═════ Supplied material ═════
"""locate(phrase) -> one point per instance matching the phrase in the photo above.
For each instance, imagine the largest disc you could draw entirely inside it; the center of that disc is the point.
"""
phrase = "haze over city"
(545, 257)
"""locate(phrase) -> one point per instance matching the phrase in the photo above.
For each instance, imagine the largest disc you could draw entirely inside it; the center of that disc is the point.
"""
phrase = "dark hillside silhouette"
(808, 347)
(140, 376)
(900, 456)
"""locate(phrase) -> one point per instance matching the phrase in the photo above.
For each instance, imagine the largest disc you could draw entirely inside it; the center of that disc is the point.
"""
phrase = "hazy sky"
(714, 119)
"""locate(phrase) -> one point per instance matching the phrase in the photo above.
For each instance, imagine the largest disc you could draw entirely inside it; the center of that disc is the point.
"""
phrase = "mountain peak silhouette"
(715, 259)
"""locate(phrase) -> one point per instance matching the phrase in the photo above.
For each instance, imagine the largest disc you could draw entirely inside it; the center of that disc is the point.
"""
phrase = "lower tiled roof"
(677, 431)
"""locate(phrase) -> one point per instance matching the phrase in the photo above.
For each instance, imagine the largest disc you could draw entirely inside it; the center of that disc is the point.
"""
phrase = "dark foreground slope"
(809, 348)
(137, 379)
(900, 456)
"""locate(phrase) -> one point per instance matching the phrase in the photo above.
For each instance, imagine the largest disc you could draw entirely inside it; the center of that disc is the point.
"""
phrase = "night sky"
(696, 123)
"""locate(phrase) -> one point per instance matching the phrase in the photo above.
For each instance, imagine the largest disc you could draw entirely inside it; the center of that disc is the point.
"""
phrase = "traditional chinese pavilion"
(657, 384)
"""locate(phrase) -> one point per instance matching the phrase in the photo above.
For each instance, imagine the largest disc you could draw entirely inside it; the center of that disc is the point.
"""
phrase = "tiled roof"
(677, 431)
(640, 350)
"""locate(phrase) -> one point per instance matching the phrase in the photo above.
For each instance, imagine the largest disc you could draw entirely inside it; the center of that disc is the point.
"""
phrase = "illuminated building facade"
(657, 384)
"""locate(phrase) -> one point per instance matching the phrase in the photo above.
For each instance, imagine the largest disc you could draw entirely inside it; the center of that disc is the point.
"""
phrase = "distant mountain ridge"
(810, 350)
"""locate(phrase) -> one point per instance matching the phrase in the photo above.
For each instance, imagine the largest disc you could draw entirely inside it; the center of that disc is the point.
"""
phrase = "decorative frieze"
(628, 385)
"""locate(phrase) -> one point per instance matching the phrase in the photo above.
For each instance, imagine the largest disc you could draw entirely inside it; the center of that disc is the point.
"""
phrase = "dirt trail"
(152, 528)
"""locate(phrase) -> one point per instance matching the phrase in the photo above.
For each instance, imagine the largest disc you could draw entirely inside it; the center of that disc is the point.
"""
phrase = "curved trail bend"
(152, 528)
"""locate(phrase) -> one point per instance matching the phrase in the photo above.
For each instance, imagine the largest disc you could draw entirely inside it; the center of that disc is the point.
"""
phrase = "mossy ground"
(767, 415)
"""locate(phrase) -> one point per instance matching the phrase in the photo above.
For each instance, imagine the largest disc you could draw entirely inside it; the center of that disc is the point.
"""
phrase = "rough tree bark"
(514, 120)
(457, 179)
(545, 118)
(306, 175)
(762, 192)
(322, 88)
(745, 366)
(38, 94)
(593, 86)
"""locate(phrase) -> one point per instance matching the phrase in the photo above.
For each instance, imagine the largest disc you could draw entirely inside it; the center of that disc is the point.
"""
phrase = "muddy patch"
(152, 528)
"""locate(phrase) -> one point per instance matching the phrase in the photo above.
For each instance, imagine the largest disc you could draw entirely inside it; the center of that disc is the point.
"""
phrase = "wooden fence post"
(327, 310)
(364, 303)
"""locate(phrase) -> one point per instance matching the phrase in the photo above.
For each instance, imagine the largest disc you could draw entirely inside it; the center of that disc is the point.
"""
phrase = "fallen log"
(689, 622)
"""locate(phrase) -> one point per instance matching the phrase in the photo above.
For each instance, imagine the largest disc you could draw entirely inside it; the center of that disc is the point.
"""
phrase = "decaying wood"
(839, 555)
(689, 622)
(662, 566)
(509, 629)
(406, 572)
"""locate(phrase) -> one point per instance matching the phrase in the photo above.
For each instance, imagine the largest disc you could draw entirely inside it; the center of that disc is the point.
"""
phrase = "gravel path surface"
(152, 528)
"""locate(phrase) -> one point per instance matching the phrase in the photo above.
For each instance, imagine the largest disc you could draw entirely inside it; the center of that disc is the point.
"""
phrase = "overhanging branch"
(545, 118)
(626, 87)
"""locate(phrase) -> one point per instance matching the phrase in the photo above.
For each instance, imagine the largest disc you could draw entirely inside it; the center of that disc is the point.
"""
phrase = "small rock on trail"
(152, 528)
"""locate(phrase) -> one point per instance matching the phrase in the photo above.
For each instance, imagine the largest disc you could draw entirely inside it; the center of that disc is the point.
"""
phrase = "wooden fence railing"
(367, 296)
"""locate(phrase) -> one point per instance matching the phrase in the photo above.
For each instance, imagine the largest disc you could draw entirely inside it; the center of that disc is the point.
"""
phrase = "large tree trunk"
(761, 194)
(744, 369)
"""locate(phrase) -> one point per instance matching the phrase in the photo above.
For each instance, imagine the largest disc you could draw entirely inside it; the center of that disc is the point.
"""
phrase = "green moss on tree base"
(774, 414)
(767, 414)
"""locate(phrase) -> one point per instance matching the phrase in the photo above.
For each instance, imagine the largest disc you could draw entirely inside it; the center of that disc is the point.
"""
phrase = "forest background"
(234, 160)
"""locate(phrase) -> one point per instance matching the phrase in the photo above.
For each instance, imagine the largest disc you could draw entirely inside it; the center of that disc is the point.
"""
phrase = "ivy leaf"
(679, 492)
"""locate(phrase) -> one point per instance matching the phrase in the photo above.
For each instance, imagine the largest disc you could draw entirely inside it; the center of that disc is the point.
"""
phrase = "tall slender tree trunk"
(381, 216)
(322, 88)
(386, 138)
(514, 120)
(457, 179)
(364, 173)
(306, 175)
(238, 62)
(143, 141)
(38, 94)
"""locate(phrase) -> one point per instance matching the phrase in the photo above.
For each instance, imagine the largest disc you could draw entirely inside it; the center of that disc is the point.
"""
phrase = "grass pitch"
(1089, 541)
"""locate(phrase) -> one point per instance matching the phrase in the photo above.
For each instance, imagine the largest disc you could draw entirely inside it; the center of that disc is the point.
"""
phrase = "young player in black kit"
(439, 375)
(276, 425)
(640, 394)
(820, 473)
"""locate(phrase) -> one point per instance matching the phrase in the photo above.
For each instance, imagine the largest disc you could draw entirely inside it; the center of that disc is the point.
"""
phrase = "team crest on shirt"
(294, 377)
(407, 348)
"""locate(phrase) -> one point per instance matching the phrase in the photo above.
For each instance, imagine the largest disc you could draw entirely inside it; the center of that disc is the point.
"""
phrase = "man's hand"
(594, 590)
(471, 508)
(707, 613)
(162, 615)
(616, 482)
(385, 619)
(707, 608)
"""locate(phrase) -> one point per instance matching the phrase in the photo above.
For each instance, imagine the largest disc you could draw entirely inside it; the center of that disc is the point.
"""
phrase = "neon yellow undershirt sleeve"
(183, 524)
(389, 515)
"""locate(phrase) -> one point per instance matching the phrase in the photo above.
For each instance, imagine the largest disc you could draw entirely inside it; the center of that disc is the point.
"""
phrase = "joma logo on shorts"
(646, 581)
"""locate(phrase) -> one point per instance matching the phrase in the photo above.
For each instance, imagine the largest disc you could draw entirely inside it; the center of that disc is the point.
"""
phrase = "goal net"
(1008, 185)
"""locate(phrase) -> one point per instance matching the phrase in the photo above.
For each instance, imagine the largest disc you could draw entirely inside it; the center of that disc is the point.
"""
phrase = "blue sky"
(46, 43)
═════
Task goal: Show each line from the rows above that contains the word "trail".

The reply:
phrase = "dirt trail"
phrase = "curved trail bend"
phrase = "small rock on trail"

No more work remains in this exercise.